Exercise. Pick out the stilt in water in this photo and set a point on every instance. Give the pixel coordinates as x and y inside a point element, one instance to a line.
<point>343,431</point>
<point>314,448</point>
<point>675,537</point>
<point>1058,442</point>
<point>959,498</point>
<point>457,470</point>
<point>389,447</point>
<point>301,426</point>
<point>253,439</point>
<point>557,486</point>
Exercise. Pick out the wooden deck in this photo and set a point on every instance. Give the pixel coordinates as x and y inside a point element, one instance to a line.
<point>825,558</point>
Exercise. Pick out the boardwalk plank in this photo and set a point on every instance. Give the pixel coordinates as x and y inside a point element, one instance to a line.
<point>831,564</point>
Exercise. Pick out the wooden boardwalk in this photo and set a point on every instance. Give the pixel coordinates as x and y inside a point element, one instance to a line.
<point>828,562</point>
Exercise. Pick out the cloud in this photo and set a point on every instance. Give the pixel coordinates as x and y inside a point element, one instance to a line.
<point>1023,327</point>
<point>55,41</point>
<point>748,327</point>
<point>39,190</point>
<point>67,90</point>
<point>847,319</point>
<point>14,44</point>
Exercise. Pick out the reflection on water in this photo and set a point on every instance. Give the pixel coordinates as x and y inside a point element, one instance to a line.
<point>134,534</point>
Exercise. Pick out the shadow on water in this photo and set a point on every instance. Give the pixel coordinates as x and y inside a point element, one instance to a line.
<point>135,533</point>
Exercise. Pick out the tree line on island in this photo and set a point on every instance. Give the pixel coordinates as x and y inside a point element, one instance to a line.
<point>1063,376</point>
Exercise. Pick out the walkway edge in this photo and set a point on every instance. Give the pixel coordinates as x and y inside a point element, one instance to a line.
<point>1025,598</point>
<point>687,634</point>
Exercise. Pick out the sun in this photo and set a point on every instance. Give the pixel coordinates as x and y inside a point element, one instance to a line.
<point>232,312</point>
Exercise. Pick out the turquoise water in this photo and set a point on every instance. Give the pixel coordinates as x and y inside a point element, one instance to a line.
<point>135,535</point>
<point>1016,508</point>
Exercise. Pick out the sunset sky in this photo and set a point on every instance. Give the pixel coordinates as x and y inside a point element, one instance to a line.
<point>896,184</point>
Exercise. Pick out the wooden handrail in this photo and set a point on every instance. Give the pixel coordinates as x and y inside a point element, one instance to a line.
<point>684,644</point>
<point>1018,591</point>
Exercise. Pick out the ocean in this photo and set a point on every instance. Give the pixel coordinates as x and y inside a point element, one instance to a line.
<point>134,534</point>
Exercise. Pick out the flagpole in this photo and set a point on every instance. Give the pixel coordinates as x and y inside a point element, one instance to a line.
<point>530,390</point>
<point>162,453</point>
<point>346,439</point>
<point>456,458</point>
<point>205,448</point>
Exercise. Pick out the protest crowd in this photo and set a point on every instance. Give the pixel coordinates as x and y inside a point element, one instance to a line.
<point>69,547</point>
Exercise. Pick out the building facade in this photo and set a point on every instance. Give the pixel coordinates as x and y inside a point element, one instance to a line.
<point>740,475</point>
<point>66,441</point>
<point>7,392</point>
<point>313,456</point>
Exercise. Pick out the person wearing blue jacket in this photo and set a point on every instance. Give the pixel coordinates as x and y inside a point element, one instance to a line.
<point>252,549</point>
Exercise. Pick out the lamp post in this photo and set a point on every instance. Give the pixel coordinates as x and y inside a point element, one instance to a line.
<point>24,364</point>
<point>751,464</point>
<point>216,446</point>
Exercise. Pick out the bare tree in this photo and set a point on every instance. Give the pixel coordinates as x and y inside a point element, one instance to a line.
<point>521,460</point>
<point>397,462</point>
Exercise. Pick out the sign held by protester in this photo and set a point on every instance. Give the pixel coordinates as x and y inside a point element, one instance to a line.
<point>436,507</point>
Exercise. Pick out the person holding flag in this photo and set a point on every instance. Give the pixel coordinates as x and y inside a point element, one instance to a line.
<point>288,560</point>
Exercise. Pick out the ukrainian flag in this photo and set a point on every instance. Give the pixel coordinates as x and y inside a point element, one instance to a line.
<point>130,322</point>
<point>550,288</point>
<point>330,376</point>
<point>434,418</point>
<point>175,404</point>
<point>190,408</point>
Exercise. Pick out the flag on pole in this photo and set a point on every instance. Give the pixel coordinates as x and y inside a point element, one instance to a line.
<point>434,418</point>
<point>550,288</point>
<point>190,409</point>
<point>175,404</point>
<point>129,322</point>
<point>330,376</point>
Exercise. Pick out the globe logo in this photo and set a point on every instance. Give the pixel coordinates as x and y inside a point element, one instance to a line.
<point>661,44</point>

YOUR GOAL
An exact printout is needed of the lines from the one containing "Exercise. Pick out the ukrainian" through the end of the listing above, both of those lines included, and nothing else.

TASK SOLUTION
Exercise. Pick out the ukrainian flag in this photo and set a point on every instance. Give the pixel coordinates as x and y inside a point element, one instance to a line.
<point>130,322</point>
<point>550,288</point>
<point>330,376</point>
<point>434,418</point>
<point>175,404</point>
<point>190,408</point>
Exercise. Pick out the flag on pole in this photo and set a point on every instance. Give the pixel coordinates as x and y inside a point element, one instance to a line.
<point>434,418</point>
<point>550,288</point>
<point>190,409</point>
<point>175,404</point>
<point>129,322</point>
<point>330,376</point>
Exercise. Pick out the globe logo in this photo and set a point on every instance. Give the pixel coordinates as x and y inside a point element, one instance to a line.
<point>661,44</point>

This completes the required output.